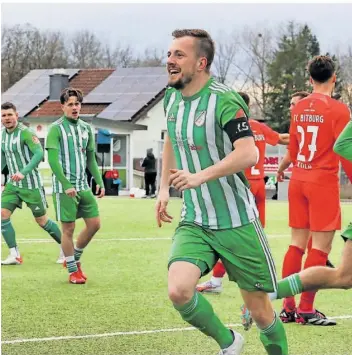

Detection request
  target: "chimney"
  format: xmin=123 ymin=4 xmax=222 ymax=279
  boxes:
xmin=49 ymin=69 xmax=69 ymax=101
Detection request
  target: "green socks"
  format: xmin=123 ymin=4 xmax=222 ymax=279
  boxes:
xmin=1 ymin=219 xmax=17 ymax=249
xmin=65 ymin=256 xmax=78 ymax=273
xmin=42 ymin=219 xmax=62 ymax=244
xmin=259 ymin=313 xmax=288 ymax=355
xmin=174 ymin=292 xmax=233 ymax=349
xmin=74 ymin=246 xmax=84 ymax=261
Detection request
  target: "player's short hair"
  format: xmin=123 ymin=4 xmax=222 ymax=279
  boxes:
xmin=291 ymin=91 xmax=310 ymax=100
xmin=308 ymin=55 xmax=335 ymax=83
xmin=60 ymin=88 xmax=84 ymax=105
xmin=238 ymin=92 xmax=250 ymax=106
xmin=1 ymin=102 xmax=17 ymax=111
xmin=172 ymin=29 xmax=215 ymax=72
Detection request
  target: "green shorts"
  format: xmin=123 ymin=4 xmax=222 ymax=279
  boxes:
xmin=52 ymin=189 xmax=99 ymax=222
xmin=1 ymin=183 xmax=47 ymax=217
xmin=341 ymin=222 xmax=352 ymax=242
xmin=168 ymin=219 xmax=277 ymax=293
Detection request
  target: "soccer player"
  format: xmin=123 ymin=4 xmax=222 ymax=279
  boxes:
xmin=46 ymin=88 xmax=105 ymax=284
xmin=157 ymin=29 xmax=288 ymax=355
xmin=197 ymin=92 xmax=289 ymax=294
xmin=1 ymin=102 xmax=63 ymax=265
xmin=279 ymin=55 xmax=352 ymax=326
xmin=269 ymin=120 xmax=352 ymax=304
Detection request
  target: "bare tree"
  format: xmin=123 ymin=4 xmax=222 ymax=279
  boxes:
xmin=213 ymin=31 xmax=239 ymax=84
xmin=339 ymin=46 xmax=352 ymax=108
xmin=70 ymin=30 xmax=104 ymax=68
xmin=133 ymin=48 xmax=164 ymax=67
xmin=234 ymin=27 xmax=274 ymax=119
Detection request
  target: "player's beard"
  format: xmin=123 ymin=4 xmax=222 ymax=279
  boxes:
xmin=168 ymin=72 xmax=194 ymax=90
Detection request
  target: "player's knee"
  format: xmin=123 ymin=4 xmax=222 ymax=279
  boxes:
xmin=1 ymin=209 xmax=11 ymax=220
xmin=337 ymin=269 xmax=352 ymax=290
xmin=250 ymin=307 xmax=274 ymax=326
xmin=35 ymin=216 xmax=47 ymax=227
xmin=168 ymin=283 xmax=193 ymax=305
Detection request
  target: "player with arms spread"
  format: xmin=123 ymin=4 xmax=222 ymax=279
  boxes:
xmin=1 ymin=102 xmax=63 ymax=265
xmin=197 ymin=92 xmax=289 ymax=294
xmin=277 ymin=55 xmax=352 ymax=326
xmin=46 ymin=88 xmax=105 ymax=284
xmin=157 ymin=29 xmax=288 ymax=355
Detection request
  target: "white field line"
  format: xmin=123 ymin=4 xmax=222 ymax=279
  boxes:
xmin=2 ymin=234 xmax=292 ymax=244
xmin=2 ymin=315 xmax=352 ymax=344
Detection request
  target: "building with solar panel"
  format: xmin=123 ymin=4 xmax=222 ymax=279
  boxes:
xmin=1 ymin=67 xmax=168 ymax=195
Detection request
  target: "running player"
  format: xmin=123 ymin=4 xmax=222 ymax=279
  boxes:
xmin=46 ymin=88 xmax=105 ymax=284
xmin=197 ymin=92 xmax=289 ymax=294
xmin=157 ymin=29 xmax=288 ymax=355
xmin=1 ymin=102 xmax=63 ymax=265
xmin=278 ymin=55 xmax=352 ymax=326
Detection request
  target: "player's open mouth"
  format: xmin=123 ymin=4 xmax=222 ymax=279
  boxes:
· · · ·
*Task details*
Write out again every line above exactly as given; the pictures do not belong in the copy.

*Completed task*
Detection request
  target: "chimney"
  format: xmin=123 ymin=4 xmax=222 ymax=279
  boxes:
xmin=49 ymin=69 xmax=69 ymax=101
Detection request
  target: "green socks"
  format: xmin=123 ymin=4 xmax=222 ymax=279
  boxes:
xmin=1 ymin=219 xmax=17 ymax=249
xmin=65 ymin=256 xmax=78 ymax=273
xmin=42 ymin=219 xmax=62 ymax=244
xmin=259 ymin=313 xmax=288 ymax=355
xmin=174 ymin=292 xmax=233 ymax=349
xmin=74 ymin=246 xmax=84 ymax=261
Detection request
  target: "player's short hair"
  format: xmin=123 ymin=4 xmax=222 ymax=279
  boxes:
xmin=291 ymin=91 xmax=310 ymax=100
xmin=308 ymin=55 xmax=335 ymax=83
xmin=60 ymin=88 xmax=84 ymax=105
xmin=238 ymin=92 xmax=250 ymax=106
xmin=1 ymin=102 xmax=17 ymax=111
xmin=172 ymin=29 xmax=215 ymax=72
Detection request
  target: "green shorts"
  format: xmin=123 ymin=4 xmax=222 ymax=279
  boxes:
xmin=52 ymin=189 xmax=99 ymax=222
xmin=1 ymin=183 xmax=47 ymax=217
xmin=341 ymin=222 xmax=352 ymax=242
xmin=168 ymin=219 xmax=277 ymax=293
Detection request
  target: "soccer player"
  format: xmin=123 ymin=4 xmax=222 ymax=279
  boxes:
xmin=46 ymin=88 xmax=105 ymax=284
xmin=157 ymin=29 xmax=288 ymax=355
xmin=197 ymin=92 xmax=289 ymax=294
xmin=1 ymin=102 xmax=63 ymax=265
xmin=279 ymin=55 xmax=352 ymax=326
xmin=269 ymin=120 xmax=352 ymax=304
Detection request
  target: "bare tree"
  format: xmin=123 ymin=4 xmax=222 ymax=279
  boxes:
xmin=213 ymin=31 xmax=239 ymax=84
xmin=339 ymin=46 xmax=352 ymax=108
xmin=70 ymin=30 xmax=104 ymax=68
xmin=133 ymin=48 xmax=164 ymax=67
xmin=234 ymin=27 xmax=274 ymax=119
Detection request
  target: "player's beard"
  format: xmin=123 ymin=4 xmax=222 ymax=279
  boxes:
xmin=168 ymin=72 xmax=194 ymax=90
Detection request
  target: "player's knee"
  format: xmin=123 ymin=4 xmax=222 ymax=279
  boxes:
xmin=1 ymin=209 xmax=11 ymax=220
xmin=337 ymin=269 xmax=352 ymax=290
xmin=250 ymin=307 xmax=274 ymax=326
xmin=35 ymin=216 xmax=47 ymax=227
xmin=168 ymin=283 xmax=193 ymax=305
Detection request
  target: "player with arms spread"
  format: xmin=123 ymin=4 xmax=222 ymax=279
  boxes:
xmin=1 ymin=102 xmax=63 ymax=265
xmin=197 ymin=92 xmax=289 ymax=294
xmin=277 ymin=55 xmax=352 ymax=326
xmin=46 ymin=88 xmax=105 ymax=284
xmin=157 ymin=29 xmax=288 ymax=355
Detection request
  target: "white field line"
  format: xmin=123 ymin=4 xmax=222 ymax=279
  boxes:
xmin=2 ymin=234 xmax=292 ymax=244
xmin=2 ymin=315 xmax=352 ymax=344
Detection request
  target: "building with solar panel"
  format: xmin=123 ymin=4 xmax=222 ymax=279
  boxes:
xmin=1 ymin=67 xmax=168 ymax=195
Detection request
  target: "running player"
  format: xmin=123 ymin=4 xmax=222 ymax=279
  boxes:
xmin=46 ymin=88 xmax=105 ymax=284
xmin=197 ymin=92 xmax=289 ymax=294
xmin=157 ymin=29 xmax=288 ymax=355
xmin=1 ymin=102 xmax=63 ymax=265
xmin=278 ymin=55 xmax=352 ymax=326
Detection request
  target: "player's open mouth"
  format: xmin=123 ymin=4 xmax=222 ymax=279
  boxes:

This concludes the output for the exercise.